*Dataset records*
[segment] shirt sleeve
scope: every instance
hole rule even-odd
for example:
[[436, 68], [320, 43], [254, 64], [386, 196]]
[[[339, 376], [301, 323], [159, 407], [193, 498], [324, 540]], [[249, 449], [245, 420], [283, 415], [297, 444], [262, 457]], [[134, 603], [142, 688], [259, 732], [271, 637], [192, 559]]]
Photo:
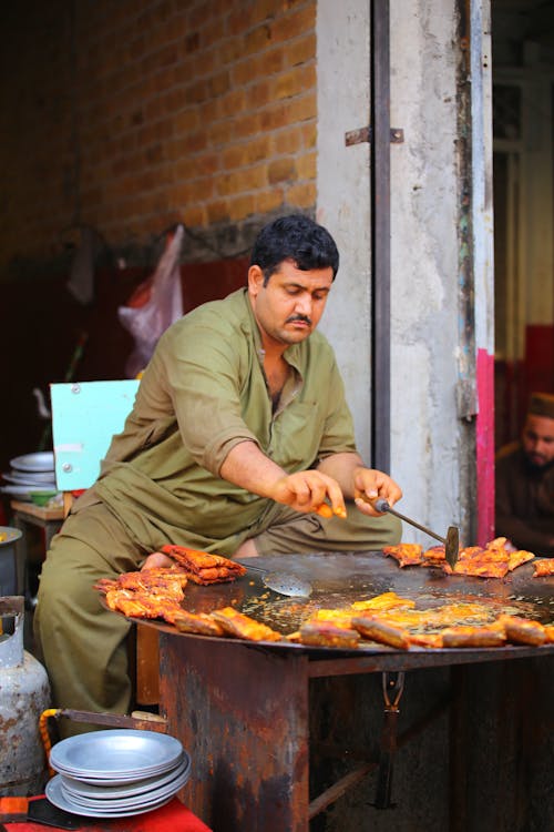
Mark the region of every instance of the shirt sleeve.
[[193, 459], [217, 475], [236, 444], [256, 436], [242, 416], [240, 387], [247, 373], [240, 333], [209, 317], [167, 331], [160, 372], [185, 447]]

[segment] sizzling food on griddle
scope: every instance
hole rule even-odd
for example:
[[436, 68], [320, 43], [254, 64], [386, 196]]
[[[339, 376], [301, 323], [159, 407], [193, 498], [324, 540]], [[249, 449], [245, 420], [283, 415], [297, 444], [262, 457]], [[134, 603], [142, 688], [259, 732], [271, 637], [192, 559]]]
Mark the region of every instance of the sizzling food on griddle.
[[548, 575], [554, 575], [554, 558], [541, 558], [534, 567], [533, 578], [546, 578]]
[[280, 641], [283, 639], [280, 632], [276, 632], [267, 625], [238, 612], [234, 607], [216, 609], [211, 612], [211, 616], [229, 636], [236, 636], [247, 641]]
[[172, 545], [162, 546], [161, 551], [173, 558], [195, 584], [222, 584], [246, 574], [246, 568], [242, 564], [222, 555]]
[[440, 567], [448, 575], [469, 575], [475, 578], [504, 578], [507, 572], [535, 557], [532, 551], [514, 550], [505, 537], [496, 537], [484, 547], [460, 548], [458, 562], [453, 569], [447, 564], [444, 546], [431, 546], [423, 551], [423, 547], [419, 544], [398, 544], [386, 546], [383, 552], [394, 558], [401, 568], [407, 566]]

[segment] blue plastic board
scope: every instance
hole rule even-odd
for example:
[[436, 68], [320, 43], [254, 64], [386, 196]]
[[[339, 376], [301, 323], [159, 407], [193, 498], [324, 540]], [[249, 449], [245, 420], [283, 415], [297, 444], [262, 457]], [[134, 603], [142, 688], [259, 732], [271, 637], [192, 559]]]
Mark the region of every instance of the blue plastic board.
[[114, 434], [133, 407], [138, 381], [51, 384], [55, 481], [60, 491], [89, 488]]

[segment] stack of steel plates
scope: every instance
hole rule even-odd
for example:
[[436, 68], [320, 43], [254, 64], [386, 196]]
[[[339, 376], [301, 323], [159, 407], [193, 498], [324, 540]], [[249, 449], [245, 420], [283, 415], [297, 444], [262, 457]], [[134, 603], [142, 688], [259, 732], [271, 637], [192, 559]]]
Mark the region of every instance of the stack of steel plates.
[[70, 737], [53, 745], [59, 773], [47, 798], [88, 818], [125, 818], [168, 803], [191, 775], [191, 758], [174, 737], [114, 729]]
[[52, 450], [40, 450], [35, 454], [23, 454], [10, 459], [11, 470], [2, 474], [7, 485], [0, 488], [2, 494], [24, 503], [30, 503], [33, 495], [55, 495], [54, 454]]

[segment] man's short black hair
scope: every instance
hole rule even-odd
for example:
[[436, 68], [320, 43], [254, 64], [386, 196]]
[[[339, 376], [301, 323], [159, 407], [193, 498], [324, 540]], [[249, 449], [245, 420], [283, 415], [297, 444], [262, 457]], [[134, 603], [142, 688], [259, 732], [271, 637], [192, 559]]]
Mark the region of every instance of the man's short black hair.
[[339, 252], [327, 229], [305, 214], [289, 214], [265, 225], [252, 250], [250, 265], [259, 266], [265, 283], [279, 264], [290, 260], [302, 272], [332, 268], [332, 280], [339, 267]]

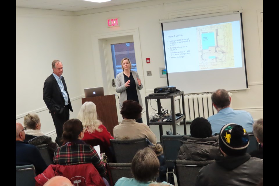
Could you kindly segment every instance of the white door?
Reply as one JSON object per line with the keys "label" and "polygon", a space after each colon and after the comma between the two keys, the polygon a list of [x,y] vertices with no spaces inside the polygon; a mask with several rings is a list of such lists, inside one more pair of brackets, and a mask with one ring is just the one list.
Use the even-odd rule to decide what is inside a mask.
{"label": "white door", "polygon": [[[107,38],[105,40],[104,44],[107,63],[106,66],[110,81],[109,93],[110,94],[116,94],[120,96],[120,94],[117,93],[115,91],[115,78],[116,75],[122,71],[120,64],[121,60],[125,57],[129,58],[130,60],[132,58],[135,58],[135,50],[133,47],[133,36],[130,35],[119,37]],[[131,62],[133,63],[133,60],[131,61]],[[135,60],[133,61],[135,61]],[[116,107],[118,121],[120,121],[122,120],[122,116],[120,114],[119,101],[117,97],[116,99]]]}

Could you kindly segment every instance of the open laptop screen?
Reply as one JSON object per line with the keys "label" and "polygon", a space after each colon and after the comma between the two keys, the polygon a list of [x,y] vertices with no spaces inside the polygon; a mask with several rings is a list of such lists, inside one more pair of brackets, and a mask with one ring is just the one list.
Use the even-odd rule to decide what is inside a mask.
{"label": "open laptop screen", "polygon": [[84,95],[85,98],[104,96],[104,87],[101,87],[84,89]]}

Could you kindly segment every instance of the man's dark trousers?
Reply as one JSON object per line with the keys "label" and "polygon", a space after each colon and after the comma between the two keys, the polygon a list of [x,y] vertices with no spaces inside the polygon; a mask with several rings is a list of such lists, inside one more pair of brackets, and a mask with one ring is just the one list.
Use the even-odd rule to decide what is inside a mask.
{"label": "man's dark trousers", "polygon": [[65,106],[63,113],[61,114],[51,113],[53,122],[54,124],[57,136],[55,142],[59,145],[62,146],[63,142],[62,141],[62,135],[63,133],[63,125],[70,118],[70,110],[68,105]]}

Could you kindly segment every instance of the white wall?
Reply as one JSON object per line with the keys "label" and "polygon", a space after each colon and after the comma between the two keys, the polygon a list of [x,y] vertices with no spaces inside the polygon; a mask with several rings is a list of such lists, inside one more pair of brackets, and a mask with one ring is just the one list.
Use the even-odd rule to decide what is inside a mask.
{"label": "white wall", "polygon": [[16,121],[23,124],[24,116],[37,113],[43,132],[51,135],[56,134],[55,128],[43,100],[43,87],[52,73],[53,60],[63,64],[63,75],[75,112],[70,117],[75,117],[81,105],[74,18],[28,13],[33,10],[16,9]]}
{"label": "white wall", "polygon": [[[169,1],[155,0],[73,14],[16,8],[16,121],[22,121],[22,117],[29,112],[39,112],[43,132],[53,131],[51,117],[42,100],[42,88],[45,80],[52,71],[51,62],[56,59],[63,63],[63,75],[74,105],[74,112],[70,117],[76,116],[81,105],[83,89],[103,85],[104,75],[101,69],[104,59],[101,55],[93,56],[94,52],[99,50],[99,45],[92,43],[98,34],[138,29],[143,69],[140,75],[144,78],[146,90],[141,92],[142,97],[153,92],[155,87],[167,85],[166,79],[159,77],[158,69],[164,66],[159,19],[179,14],[216,12],[218,9],[226,12],[242,10],[243,12],[249,89],[233,93],[233,108],[250,112],[255,119],[263,117],[263,83],[257,10],[263,9],[263,1]],[[114,18],[119,19],[120,27],[107,28],[107,19]],[[146,58],[150,58],[150,63],[145,62]],[[101,60],[94,60],[96,58]],[[152,76],[146,76],[148,70],[152,71]]]}

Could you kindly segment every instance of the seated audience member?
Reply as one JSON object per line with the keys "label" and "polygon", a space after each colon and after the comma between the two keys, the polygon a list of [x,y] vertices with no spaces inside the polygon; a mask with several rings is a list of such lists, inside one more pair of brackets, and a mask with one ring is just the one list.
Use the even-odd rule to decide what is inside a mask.
{"label": "seated audience member", "polygon": [[257,141],[261,144],[260,150],[250,153],[251,157],[264,159],[264,119],[257,120],[253,124],[253,132],[257,139]]}
{"label": "seated audience member", "polygon": [[123,102],[120,112],[123,119],[113,128],[113,135],[116,140],[130,139],[146,137],[155,144],[156,136],[146,124],[136,122],[141,117],[142,108],[137,101],[127,100]]}
{"label": "seated audience member", "polygon": [[230,107],[231,98],[226,90],[217,90],[212,94],[211,99],[213,106],[218,112],[208,119],[211,125],[212,135],[219,133],[225,125],[233,123],[242,126],[248,132],[252,131],[253,118],[247,112],[235,110]]}
{"label": "seated audience member", "polygon": [[24,130],[21,124],[15,123],[15,166],[33,164],[37,174],[42,173],[47,167],[39,150],[33,145],[24,142],[25,138]]}
{"label": "seated audience member", "polygon": [[68,165],[91,163],[102,177],[106,170],[95,149],[81,140],[84,128],[78,119],[71,119],[63,125],[62,138],[64,145],[58,147],[54,153],[53,161],[60,165]]}
{"label": "seated audience member", "polygon": [[44,186],[73,186],[73,185],[69,179],[58,176],[49,179]]}
{"label": "seated audience member", "polygon": [[219,149],[218,136],[212,136],[211,126],[206,119],[198,117],[190,126],[191,136],[187,136],[178,153],[182,160],[204,161],[214,160],[222,155]]}
{"label": "seated audience member", "polygon": [[219,135],[224,155],[200,171],[196,185],[256,185],[263,176],[264,160],[246,153],[249,136],[242,126],[230,123]]}
{"label": "seated audience member", "polygon": [[173,186],[173,185],[168,183],[152,183],[149,184],[149,186]]}
{"label": "seated audience member", "polygon": [[110,140],[114,138],[101,121],[98,119],[97,117],[95,103],[91,101],[87,101],[83,103],[77,117],[85,127],[84,136],[82,140],[100,139],[106,146],[110,146]]}
{"label": "seated audience member", "polygon": [[[115,186],[147,186],[151,183],[159,174],[160,164],[154,151],[149,147],[140,150],[132,161],[133,178],[122,178]],[[163,183],[167,183],[164,182]]]}
{"label": "seated audience member", "polygon": [[36,114],[28,114],[24,117],[23,123],[27,128],[24,141],[34,145],[46,144],[48,149],[53,155],[59,146],[52,142],[51,137],[44,135],[41,131],[41,124],[39,116]]}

*Exercise aim*
Copy verbatim the lines between the one containing "[segment] stack of steel plates" and the one containing "Mark the region of every instance of the stack", inclusive.

*The response*
[segment] stack of steel plates
scope: every instance
hole rule even-odd
for example:
[[436, 68], [320, 43], [254, 64], [386, 196]]
[[[339, 376], [301, 323], [159, 407], [193, 498], [324, 540]], [[249, 449], [245, 420], [283, 415], [297, 444], [262, 457]], [[134, 603], [142, 688], [259, 732], [271, 637], [192, 559]]]
Mark the region of every instance of the stack of steel plates.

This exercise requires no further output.